Pictures would be nice!


----------



## bwright1818 (Dec 2, 2014)

I have had this machine for a few years and basically brought it back from the dead. It was sold to me as a parts machine, with a hole through the block; but I couldn't bear to part it out and got it going. I knew it needed more work; but since I have six other machines, I may have forgotten about the axle bushing problem, if I ever noticed it. This last time I used it, it was run for a much longer time than ever before; so I guess I finally noticed that, unlike my other 1032, which pitches back and forth, this one pulled only the one way. I know I HAVE done one axle bushing on one of my 1032s but maybe it was the other one! I hope!


----------



## Zedhead (Jan 1, 2016)

My 1032 has axle bearings. 

One thing I've noticed about the wider machines is that the nature of the wider scraper bar makes it drag on any irregular surface a lot more than the narrower machines. I do all gravel drives, and some run paths in the yard for the dogs. The sloped edges of the drive is much more work with the wider machine than my old 824


----------



## bwright1818 (Dec 2, 2014)

——

:: LIST OF TASKS ::
a. Decide whether each statement below agrees with the forum thread about the 1032 machines, and answer yes or no with the deciding words quoted from the thread. (i) bwright1818 was sold the machine as a parts machine with a hole through the block. (ii) Zedhead's 1032 has axle bushings. (iii) bwright1818 has six other machines.
b. Carry on the forum thread about the 1032 machines from the point where it stops.

:: DATASET EXCERPTS ::
——

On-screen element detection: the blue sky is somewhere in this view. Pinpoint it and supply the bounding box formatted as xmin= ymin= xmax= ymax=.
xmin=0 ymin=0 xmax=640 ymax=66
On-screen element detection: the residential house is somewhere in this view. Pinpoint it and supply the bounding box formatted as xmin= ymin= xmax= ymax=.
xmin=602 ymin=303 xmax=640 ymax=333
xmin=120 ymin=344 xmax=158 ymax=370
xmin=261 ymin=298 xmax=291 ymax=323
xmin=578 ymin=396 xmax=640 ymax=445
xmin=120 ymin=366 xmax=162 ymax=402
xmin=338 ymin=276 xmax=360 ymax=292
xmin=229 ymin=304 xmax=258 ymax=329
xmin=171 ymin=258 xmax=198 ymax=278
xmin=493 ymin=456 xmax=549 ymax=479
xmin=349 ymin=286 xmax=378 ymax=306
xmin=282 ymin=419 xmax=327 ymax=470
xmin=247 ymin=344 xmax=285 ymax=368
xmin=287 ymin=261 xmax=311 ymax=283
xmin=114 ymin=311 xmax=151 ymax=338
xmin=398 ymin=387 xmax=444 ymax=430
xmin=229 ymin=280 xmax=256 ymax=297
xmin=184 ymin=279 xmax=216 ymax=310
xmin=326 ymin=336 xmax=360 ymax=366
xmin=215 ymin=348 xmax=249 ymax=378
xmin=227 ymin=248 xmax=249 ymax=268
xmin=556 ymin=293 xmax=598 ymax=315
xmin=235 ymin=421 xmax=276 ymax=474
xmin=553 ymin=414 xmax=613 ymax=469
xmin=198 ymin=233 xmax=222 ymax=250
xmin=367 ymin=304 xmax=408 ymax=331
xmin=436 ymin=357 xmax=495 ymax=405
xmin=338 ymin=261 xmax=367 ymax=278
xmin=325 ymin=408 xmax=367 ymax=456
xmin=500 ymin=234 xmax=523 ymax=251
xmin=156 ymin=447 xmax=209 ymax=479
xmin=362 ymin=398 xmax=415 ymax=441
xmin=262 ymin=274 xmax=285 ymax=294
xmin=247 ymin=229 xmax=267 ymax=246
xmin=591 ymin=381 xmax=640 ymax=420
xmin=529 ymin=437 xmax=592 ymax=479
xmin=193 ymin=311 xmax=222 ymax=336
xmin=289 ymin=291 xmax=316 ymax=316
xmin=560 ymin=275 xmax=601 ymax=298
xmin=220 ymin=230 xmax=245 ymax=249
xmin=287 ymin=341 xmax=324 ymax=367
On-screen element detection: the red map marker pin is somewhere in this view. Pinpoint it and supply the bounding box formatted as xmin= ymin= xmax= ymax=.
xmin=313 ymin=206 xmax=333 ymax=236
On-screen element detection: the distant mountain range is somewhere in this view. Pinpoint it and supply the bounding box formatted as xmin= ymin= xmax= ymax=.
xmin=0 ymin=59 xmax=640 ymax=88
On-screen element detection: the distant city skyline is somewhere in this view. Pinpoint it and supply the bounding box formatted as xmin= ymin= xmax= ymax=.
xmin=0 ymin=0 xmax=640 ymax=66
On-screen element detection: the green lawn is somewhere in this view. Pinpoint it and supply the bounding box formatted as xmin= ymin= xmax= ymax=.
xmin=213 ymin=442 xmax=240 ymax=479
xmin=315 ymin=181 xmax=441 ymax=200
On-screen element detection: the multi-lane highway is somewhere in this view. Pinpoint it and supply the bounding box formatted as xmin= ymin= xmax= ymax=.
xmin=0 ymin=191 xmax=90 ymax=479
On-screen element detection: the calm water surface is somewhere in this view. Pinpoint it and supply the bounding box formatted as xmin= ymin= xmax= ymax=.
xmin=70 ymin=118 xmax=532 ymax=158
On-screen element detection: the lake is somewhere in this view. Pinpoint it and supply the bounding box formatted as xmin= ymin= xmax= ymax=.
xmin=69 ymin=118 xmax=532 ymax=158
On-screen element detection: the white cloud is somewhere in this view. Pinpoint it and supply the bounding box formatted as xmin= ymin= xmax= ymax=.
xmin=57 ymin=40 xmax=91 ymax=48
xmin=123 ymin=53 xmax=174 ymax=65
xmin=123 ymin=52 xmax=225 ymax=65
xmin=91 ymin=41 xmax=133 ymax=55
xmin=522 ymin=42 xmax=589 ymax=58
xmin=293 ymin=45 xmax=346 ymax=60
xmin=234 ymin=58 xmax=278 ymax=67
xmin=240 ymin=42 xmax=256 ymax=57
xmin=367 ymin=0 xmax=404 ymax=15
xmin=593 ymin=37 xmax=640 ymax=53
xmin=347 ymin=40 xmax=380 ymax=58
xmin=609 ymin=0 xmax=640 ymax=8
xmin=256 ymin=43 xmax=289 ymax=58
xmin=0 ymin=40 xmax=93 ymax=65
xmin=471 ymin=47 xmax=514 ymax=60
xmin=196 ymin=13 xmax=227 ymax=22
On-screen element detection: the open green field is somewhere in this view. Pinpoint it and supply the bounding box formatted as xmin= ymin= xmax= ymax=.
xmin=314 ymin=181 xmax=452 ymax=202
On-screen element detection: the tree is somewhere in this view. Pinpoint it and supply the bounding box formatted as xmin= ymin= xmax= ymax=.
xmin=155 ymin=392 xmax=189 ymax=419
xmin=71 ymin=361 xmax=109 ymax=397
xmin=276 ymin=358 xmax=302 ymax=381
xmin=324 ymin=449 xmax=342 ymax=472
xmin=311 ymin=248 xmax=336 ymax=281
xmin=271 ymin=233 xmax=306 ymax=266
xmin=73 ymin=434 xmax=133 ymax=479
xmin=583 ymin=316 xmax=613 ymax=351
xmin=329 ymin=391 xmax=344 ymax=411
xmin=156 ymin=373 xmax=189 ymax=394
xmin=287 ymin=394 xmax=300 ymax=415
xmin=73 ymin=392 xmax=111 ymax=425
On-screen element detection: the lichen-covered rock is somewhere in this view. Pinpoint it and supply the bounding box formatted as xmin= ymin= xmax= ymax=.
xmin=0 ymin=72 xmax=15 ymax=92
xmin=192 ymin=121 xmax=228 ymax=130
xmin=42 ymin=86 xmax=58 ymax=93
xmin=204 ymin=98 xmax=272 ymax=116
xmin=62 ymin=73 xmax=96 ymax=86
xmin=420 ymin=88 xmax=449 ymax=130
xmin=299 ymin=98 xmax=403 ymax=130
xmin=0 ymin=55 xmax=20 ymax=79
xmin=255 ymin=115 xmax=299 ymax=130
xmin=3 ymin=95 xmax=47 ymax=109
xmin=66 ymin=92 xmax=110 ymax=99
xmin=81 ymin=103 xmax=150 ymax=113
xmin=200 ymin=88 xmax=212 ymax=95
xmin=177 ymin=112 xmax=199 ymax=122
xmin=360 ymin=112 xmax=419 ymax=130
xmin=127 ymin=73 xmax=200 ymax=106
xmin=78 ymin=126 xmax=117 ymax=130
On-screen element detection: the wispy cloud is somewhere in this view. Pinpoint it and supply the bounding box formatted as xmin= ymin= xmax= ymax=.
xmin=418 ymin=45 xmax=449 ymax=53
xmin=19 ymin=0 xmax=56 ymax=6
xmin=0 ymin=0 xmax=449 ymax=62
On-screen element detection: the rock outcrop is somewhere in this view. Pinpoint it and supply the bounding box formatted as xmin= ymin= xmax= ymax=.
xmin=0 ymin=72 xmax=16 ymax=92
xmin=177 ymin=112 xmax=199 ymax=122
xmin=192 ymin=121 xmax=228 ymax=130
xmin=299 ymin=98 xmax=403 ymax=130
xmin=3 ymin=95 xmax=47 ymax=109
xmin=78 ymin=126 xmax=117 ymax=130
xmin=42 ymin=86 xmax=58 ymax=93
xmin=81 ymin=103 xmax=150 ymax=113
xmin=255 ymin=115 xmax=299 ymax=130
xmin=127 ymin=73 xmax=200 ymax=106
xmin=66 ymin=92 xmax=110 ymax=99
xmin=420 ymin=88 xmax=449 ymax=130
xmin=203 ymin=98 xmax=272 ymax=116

——

:: PER-TASK OUTPUTS ::
a.
(i) Yes: "It was sold to me as a parts machine, with a hole through the block"
(ii) No: "My 1032 has axle bearings."
(iii) Yes: "since I have six other machines"

b.
Zedhead said:


> My 1032 has axle bearings.
> 
> One thing I've noticed about the wider machines is that the nature of the wider scraper bar makes it drag on any irregular surface a lot more than the narrower machines. I do all gravel drives, and some run paths in the yard for the dogs. The sloped edges of the drive is much more work with the wider machine than my old 824


I couldn't agree more, as I do the exact same type of blowing....gravel and paths for our dog! I think they are known as beasts, not for the snow they move but for how much harder they are to use. Anyway, too cold to do the work right now but I DID notice in the parts breakdown, that I have bearings, not bushings, as you state. There must not be a ball left in it!.


----------



## Zedhead (Jan 1, 2016)

I do know if the machine is not set up right, you fight it more. This vid is for auto turn, but the same basic set up is for all machines. Getting the tub square is vital.


----------



## RedOctobyr (Mar 2, 2014)

I've had 2 Ariens blowers (ST824 & 1024 Pro) that had axle bearings which were seized up when I bought them. At least the 1024 looked like it had been stored outdoors. 

On the ST824, I think both bearings were stuck, and they must have been like that for a while. So the axle itself was spinning against the inner race of the bearing, since the bearing no longer turned. This is, of course, NOT how this is supposed to work. This was wearing grooves into the outside diameters of the axles. 

For the 1024 Pro, one bearing was turning, one was stuck. Fortunately, this must not have been happening long, as there was no real damage yet to the axle outside diameter.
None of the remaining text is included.